▶ **Objetivo declarado 1**: Liste cada linha das entradas em que figura a palavra "cardigan".

▶ **Excerto do texto**:
^^^^^^^^^^^^^^^^
De volta à cidade, preparei-me para uma viagem de 3 dias de volta à capital. O autocarro era novo e confortável à partida. Mas só para carregar toda a carga dos passageiros foram precisas 3 horas. Após meia hora de viagem, o autocarro para e novos passageiros entram ocupando os escassos espaços livres. O meu bilhete tinha um lugar marcado mas já não era só meu. Não me conseguia mexer apertado por todos os lados. Seria uma experiência interessante se fossem 3 horas e não 3 dias. Eu tentei controlar as minhas emoções. Afinal de contas tinha pago um lugar marcado e depois com toda a naturalidade roubarem o meu espaço. Mas parecia ser o único revoltado naquele autocarro. Todos os outros acomodavam-se à situação e recebiam com amabilidade os novos passageiros. Afinal de contas, num país pobre em que escasseiam recursos, sobrelotar os transportes é a única forma de os manter acessíveis. Todos passam pelo mesmo e faz-se os possíveis para ninguém ficar para trás. Eu tentei convencer-me que se os outros conseguiam aguentar, eu também seria capaz. Mas confesso que foi uma experiência desesperante.


O autocarro foi passeando lentamente o deserto do Gobi que me fez lembrar um pouco as paisagens da Namíbia. Acabei por encurtar a viagem por um dia e aproveitar a passagem perto de Kharkhorin, uma antiga capital do império Mongol.
^^^^^^^^^^^^^^^^
▶ **Dados do exercício**:
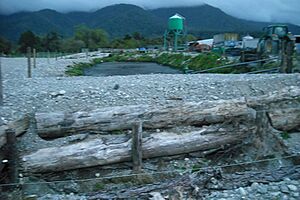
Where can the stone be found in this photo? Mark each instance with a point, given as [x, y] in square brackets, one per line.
[284, 189]
[262, 190]
[292, 188]
[116, 87]
[62, 92]
[254, 186]
[296, 194]
[242, 191]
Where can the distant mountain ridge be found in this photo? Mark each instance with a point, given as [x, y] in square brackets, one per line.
[122, 19]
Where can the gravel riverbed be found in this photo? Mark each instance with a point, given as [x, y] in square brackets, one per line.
[50, 90]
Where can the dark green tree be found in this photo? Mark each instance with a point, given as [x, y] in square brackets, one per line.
[5, 46]
[51, 42]
[28, 39]
[93, 38]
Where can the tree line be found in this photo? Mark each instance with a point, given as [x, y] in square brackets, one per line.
[83, 37]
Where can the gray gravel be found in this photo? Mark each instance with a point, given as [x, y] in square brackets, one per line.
[49, 89]
[284, 190]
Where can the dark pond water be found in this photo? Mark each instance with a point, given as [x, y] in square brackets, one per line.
[125, 68]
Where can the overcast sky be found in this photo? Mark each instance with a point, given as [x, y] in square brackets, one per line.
[258, 10]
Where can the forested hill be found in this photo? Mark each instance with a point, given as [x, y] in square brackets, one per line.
[122, 19]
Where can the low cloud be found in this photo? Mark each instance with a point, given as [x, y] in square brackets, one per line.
[257, 10]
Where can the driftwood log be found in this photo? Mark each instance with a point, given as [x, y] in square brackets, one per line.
[237, 117]
[283, 108]
[60, 124]
[96, 152]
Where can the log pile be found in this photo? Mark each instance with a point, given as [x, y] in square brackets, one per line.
[219, 123]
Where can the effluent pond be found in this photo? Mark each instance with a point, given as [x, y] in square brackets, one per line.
[128, 68]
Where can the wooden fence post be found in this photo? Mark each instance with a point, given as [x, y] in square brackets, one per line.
[87, 53]
[1, 82]
[48, 57]
[137, 147]
[29, 62]
[12, 156]
[34, 58]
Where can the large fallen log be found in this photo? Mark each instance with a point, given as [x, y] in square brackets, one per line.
[59, 124]
[96, 152]
[282, 107]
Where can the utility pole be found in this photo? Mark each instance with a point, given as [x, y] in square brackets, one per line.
[1, 82]
[29, 62]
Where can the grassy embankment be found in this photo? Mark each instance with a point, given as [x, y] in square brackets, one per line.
[175, 60]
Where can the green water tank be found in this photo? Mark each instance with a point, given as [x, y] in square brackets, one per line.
[176, 22]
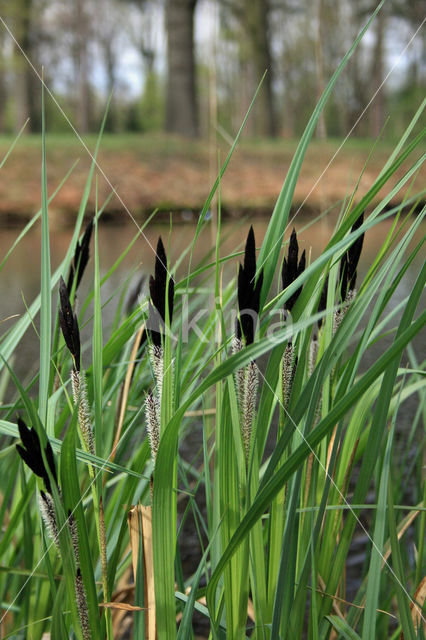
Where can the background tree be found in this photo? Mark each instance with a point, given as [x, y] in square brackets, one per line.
[181, 102]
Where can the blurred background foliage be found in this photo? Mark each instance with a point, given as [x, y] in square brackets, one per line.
[192, 66]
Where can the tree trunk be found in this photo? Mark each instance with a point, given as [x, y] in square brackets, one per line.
[81, 61]
[377, 106]
[181, 103]
[321, 131]
[27, 91]
[256, 15]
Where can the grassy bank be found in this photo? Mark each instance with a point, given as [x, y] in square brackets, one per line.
[163, 172]
[300, 442]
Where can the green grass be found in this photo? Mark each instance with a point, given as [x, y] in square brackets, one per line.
[275, 525]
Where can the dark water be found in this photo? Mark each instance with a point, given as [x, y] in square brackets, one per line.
[20, 283]
[20, 278]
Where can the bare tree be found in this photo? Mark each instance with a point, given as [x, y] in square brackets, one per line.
[181, 102]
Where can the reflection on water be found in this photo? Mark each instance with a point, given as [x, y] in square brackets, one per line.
[20, 283]
[20, 278]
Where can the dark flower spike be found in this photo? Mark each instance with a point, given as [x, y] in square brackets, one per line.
[69, 324]
[248, 292]
[349, 261]
[292, 268]
[30, 452]
[80, 259]
[157, 289]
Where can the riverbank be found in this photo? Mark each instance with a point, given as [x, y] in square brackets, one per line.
[175, 175]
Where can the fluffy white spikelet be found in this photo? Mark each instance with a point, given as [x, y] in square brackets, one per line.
[287, 373]
[157, 361]
[72, 525]
[79, 391]
[47, 510]
[237, 345]
[340, 314]
[249, 406]
[152, 423]
[313, 353]
[83, 612]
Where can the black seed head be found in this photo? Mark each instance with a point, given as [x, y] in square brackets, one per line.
[349, 261]
[158, 288]
[30, 452]
[69, 324]
[292, 268]
[248, 291]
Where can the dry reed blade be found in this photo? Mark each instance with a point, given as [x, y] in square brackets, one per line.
[126, 389]
[140, 531]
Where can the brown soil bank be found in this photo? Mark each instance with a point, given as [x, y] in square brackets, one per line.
[171, 174]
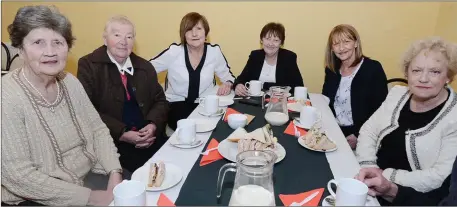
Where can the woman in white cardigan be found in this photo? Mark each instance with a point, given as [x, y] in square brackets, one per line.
[412, 138]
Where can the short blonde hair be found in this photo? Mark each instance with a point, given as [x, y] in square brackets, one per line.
[437, 44]
[117, 19]
[345, 31]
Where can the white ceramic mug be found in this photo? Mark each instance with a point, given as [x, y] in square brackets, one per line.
[186, 131]
[309, 116]
[254, 87]
[349, 192]
[300, 93]
[130, 193]
[210, 103]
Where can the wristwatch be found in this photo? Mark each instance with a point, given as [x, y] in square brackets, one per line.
[116, 171]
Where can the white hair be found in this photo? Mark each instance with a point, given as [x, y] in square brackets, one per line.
[117, 19]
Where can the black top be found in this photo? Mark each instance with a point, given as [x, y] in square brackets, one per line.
[445, 195]
[287, 71]
[392, 153]
[194, 75]
[368, 90]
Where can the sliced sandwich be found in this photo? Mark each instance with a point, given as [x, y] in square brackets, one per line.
[156, 174]
[259, 139]
[318, 141]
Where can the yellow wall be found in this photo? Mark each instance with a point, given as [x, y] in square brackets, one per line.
[386, 28]
[446, 26]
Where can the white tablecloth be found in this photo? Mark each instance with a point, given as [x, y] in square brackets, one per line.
[342, 161]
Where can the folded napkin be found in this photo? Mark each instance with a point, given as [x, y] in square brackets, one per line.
[233, 111]
[213, 155]
[291, 131]
[289, 199]
[164, 201]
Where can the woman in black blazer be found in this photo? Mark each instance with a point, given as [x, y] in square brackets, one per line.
[272, 65]
[355, 84]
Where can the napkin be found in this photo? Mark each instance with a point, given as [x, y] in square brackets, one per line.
[233, 111]
[213, 155]
[289, 199]
[291, 131]
[164, 201]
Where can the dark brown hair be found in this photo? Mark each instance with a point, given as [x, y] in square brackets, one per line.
[29, 18]
[275, 29]
[189, 21]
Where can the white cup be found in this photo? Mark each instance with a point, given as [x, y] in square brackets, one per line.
[300, 93]
[237, 120]
[309, 116]
[349, 192]
[210, 104]
[254, 88]
[186, 131]
[130, 193]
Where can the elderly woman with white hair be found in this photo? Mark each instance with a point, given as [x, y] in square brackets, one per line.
[411, 140]
[53, 137]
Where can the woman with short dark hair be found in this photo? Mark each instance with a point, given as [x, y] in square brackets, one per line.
[272, 65]
[54, 136]
[191, 68]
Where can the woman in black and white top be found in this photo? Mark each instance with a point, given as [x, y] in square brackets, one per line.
[272, 65]
[191, 67]
[355, 84]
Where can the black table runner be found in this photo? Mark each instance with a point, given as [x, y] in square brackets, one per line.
[300, 171]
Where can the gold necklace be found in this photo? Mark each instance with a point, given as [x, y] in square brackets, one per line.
[51, 105]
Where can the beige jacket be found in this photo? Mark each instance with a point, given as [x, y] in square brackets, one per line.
[48, 150]
[431, 150]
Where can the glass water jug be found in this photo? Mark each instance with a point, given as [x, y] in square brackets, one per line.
[277, 113]
[253, 184]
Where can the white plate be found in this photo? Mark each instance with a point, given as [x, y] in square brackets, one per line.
[225, 102]
[302, 143]
[202, 111]
[258, 95]
[173, 175]
[299, 125]
[174, 142]
[229, 150]
[295, 106]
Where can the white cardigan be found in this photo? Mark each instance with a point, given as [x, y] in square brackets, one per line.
[431, 150]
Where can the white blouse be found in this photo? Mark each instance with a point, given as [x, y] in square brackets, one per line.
[268, 73]
[175, 59]
[342, 104]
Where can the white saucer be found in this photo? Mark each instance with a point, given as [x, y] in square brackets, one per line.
[205, 125]
[173, 140]
[202, 111]
[173, 175]
[299, 125]
[302, 143]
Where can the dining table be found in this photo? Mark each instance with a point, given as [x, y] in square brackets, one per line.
[301, 169]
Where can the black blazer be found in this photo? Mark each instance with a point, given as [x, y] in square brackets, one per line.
[287, 71]
[368, 90]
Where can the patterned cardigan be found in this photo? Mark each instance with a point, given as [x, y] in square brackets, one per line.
[431, 150]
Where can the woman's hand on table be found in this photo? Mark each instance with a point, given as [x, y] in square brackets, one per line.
[241, 90]
[224, 89]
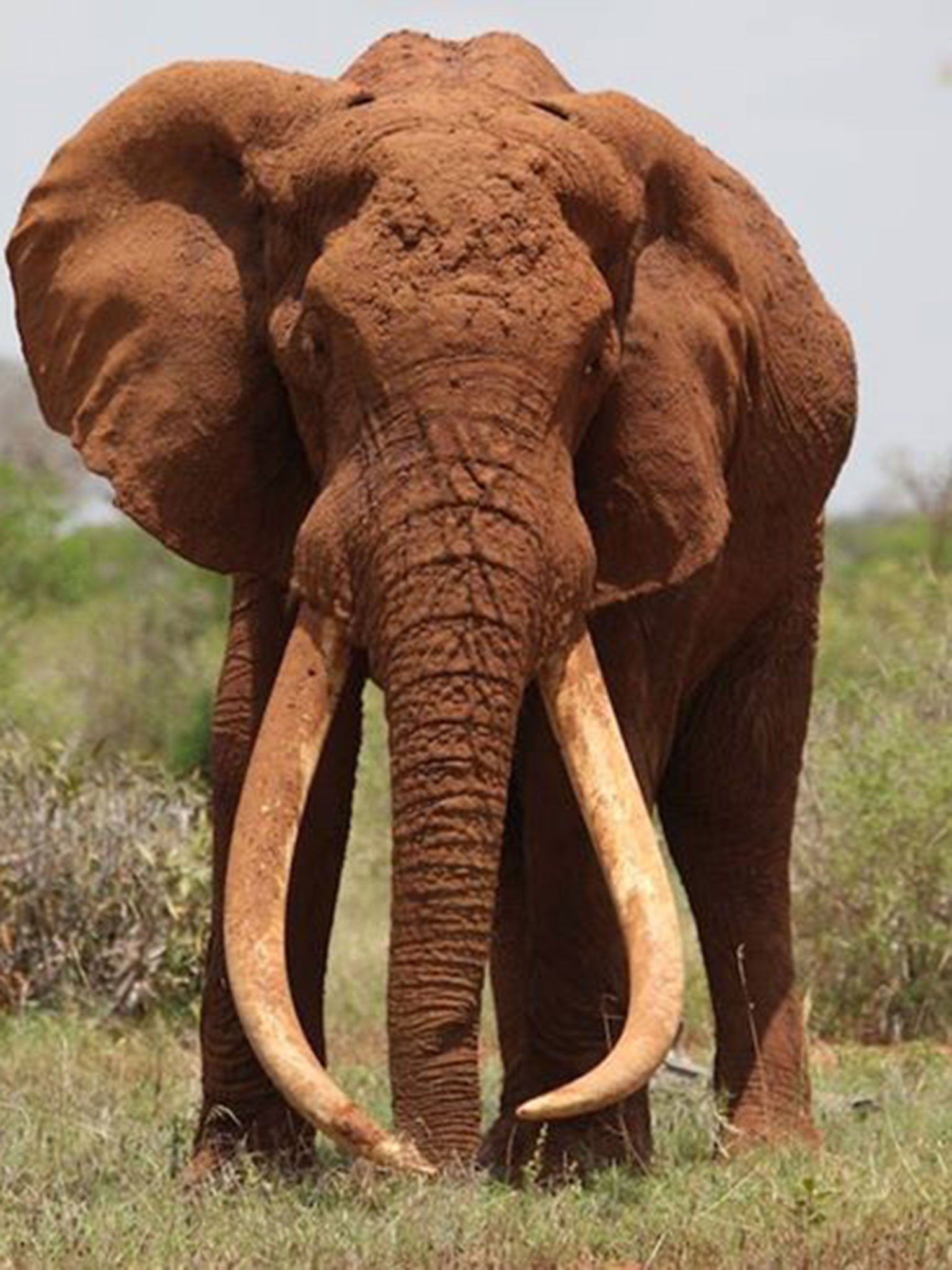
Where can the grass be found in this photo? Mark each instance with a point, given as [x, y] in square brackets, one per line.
[103, 908]
[97, 1123]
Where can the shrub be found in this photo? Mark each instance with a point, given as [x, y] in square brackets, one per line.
[103, 882]
[875, 855]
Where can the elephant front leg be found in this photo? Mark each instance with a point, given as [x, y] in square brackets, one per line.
[240, 1106]
[559, 977]
[728, 804]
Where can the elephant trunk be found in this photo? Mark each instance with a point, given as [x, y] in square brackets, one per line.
[454, 695]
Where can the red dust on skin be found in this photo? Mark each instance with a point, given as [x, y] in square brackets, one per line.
[469, 360]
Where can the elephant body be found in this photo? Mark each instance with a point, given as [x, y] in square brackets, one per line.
[467, 360]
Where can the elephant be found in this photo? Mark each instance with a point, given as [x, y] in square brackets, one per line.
[519, 402]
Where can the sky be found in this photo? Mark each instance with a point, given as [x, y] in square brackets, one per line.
[839, 111]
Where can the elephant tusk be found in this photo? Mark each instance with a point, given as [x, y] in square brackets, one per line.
[283, 762]
[621, 830]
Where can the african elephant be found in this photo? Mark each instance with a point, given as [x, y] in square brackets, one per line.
[459, 373]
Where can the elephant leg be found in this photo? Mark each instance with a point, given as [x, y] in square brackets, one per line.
[239, 1104]
[728, 803]
[559, 975]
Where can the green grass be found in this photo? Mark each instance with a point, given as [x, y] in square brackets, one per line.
[97, 1123]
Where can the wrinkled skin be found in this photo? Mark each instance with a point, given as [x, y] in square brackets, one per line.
[469, 360]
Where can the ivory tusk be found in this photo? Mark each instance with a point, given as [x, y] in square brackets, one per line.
[625, 841]
[283, 762]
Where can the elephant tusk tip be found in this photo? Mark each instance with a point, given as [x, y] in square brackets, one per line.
[535, 1109]
[403, 1157]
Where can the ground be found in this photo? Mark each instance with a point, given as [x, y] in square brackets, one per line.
[95, 1130]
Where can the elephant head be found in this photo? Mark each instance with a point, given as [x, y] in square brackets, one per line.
[368, 337]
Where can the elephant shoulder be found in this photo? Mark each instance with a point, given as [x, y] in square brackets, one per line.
[801, 366]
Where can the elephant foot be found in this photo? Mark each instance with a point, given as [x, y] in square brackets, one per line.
[270, 1133]
[563, 1151]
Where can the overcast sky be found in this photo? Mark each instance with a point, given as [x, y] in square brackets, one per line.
[840, 111]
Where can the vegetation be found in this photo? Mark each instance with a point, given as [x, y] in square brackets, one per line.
[97, 1126]
[108, 654]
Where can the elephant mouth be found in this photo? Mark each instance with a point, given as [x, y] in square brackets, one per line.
[280, 775]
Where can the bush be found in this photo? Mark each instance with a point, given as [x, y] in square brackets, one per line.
[108, 643]
[103, 882]
[875, 855]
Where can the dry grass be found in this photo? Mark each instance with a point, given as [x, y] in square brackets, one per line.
[97, 1119]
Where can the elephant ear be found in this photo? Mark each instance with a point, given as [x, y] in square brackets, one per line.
[650, 473]
[139, 273]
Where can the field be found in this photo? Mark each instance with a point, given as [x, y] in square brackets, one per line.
[102, 917]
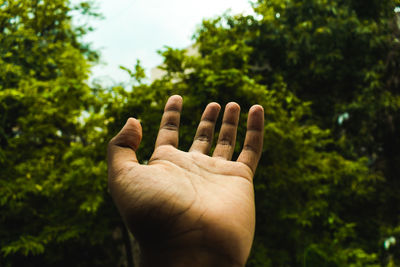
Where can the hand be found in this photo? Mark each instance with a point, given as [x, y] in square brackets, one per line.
[187, 208]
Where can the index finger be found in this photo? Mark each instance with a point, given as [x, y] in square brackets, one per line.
[253, 142]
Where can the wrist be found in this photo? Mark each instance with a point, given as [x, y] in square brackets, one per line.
[177, 257]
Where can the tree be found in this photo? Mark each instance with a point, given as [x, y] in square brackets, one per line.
[53, 193]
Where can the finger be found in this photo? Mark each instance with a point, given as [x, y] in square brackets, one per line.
[205, 132]
[227, 135]
[169, 127]
[253, 142]
[121, 149]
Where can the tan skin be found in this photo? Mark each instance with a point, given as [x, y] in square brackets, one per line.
[189, 208]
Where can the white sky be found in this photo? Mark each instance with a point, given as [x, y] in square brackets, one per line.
[136, 29]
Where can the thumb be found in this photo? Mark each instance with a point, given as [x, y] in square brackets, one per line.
[121, 149]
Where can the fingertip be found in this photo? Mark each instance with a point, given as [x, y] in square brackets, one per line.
[214, 106]
[176, 98]
[174, 103]
[233, 106]
[256, 108]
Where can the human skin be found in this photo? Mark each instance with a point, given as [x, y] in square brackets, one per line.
[189, 208]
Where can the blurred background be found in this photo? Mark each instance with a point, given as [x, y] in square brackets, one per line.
[326, 71]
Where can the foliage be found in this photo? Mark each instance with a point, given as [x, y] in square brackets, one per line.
[325, 71]
[53, 195]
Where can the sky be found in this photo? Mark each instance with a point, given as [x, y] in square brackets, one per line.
[136, 29]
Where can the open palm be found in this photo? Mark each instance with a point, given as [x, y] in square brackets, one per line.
[188, 207]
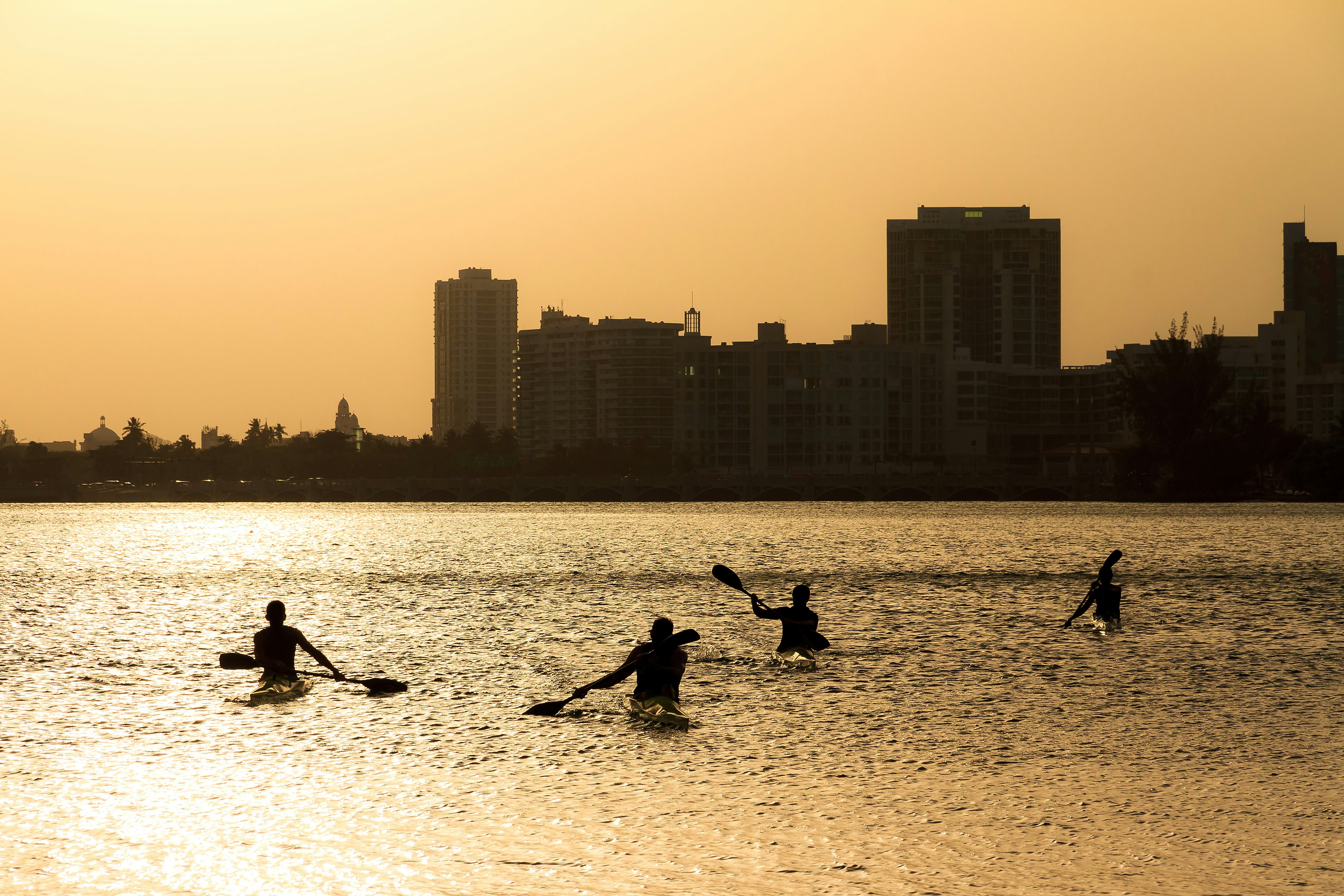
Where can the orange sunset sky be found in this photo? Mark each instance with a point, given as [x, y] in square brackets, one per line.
[221, 210]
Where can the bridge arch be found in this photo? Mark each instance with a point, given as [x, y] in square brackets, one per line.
[439, 495]
[974, 493]
[491, 495]
[659, 495]
[1043, 493]
[908, 495]
[601, 493]
[779, 493]
[842, 493]
[545, 495]
[718, 493]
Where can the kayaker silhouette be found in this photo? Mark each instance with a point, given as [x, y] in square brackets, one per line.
[658, 673]
[275, 647]
[800, 624]
[1104, 596]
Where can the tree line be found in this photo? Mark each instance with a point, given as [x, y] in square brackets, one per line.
[265, 452]
[1197, 441]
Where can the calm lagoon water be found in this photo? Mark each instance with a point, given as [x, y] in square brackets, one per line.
[955, 741]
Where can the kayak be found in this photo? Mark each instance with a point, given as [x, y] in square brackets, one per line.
[663, 711]
[800, 659]
[279, 688]
[1104, 625]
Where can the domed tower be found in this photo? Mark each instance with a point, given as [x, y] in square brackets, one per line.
[346, 422]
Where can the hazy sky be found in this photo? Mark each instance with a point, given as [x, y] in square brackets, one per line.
[221, 210]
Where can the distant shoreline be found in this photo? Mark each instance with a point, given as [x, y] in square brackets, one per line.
[644, 489]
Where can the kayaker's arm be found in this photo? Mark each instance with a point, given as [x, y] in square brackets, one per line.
[613, 679]
[318, 655]
[1088, 602]
[763, 612]
[262, 655]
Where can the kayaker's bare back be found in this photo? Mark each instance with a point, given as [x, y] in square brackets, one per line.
[275, 645]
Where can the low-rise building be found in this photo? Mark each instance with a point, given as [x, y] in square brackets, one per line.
[100, 437]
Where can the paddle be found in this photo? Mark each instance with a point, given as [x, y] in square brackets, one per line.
[1083, 608]
[377, 686]
[728, 577]
[620, 675]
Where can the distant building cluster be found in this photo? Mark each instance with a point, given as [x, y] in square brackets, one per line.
[967, 370]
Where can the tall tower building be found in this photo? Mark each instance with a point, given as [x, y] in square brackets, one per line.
[984, 280]
[1314, 284]
[475, 336]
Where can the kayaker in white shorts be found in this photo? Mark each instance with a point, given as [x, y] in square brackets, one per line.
[658, 675]
[798, 620]
[275, 647]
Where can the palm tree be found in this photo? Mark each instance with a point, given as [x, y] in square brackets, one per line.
[135, 430]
^^^^^^^^^^^^^^^^
▶ **Objetivo declarado 2**: Repita sem alterações o trecho do relato da viagem de autocarro que vai de "O autocarro foi" até "do império Mongol.", inclusive.

▶ **Resposta esperada 1**:
Where can the woman in white cardigan be found in this photo? Mark each instance with a point, given as [x, y] in square brackets, one per line.
Where can the white cardigan be found in this photo? Mark each instance with a point, given as [x, y] in square brackets, one per line.
Where can the patterned cardigan be found in this photo? Mark each instance with a point, given as [x, y] in square brackets, one per line.

▶ **Resposta esperada 2**:
O autocarro foi passeando lentamente o deserto do Gobi que me fez lembrar um pouco as paisagens da Namíbia. Acabei por encurtar a viagem por um dia e aproveitar a passagem perto de Kharkhorin, uma antiga capital do império Mongol.